Assignment: Each record must be written out again exactly. Skip any picture it contains.

[Data to process Boundary: Start]

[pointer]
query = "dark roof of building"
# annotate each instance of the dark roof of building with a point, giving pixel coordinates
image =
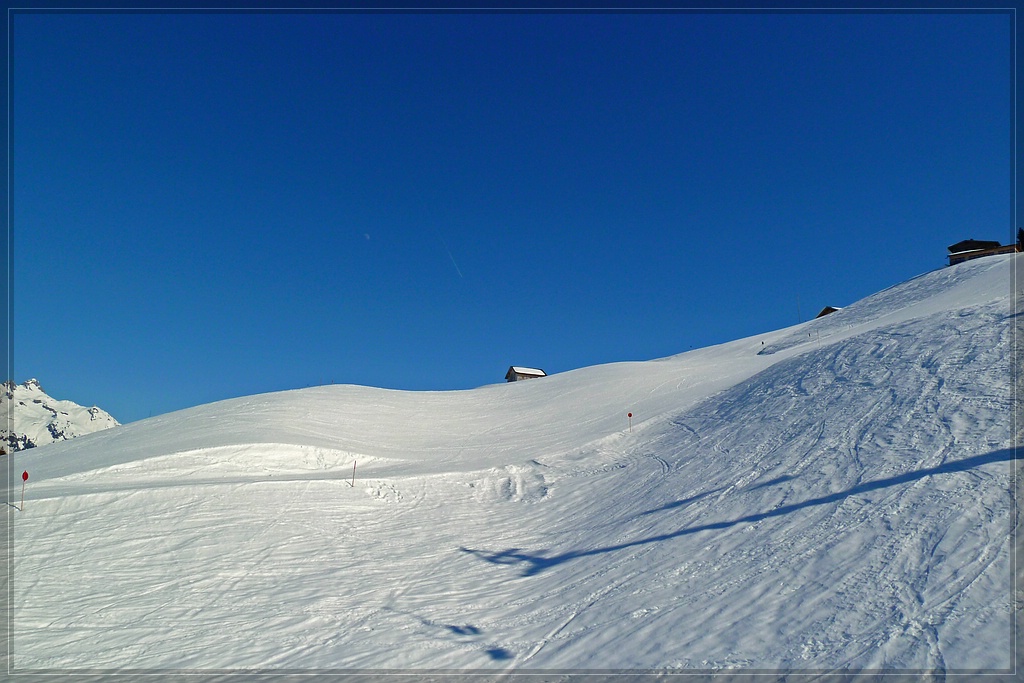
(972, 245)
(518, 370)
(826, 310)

[Data to process Boundary: End]

The completed task:
[pointer]
query = "dark roof of building"
# annotate each instance of the dark roof of building with a point, giving pixel coordinates
image =
(972, 245)
(518, 370)
(826, 310)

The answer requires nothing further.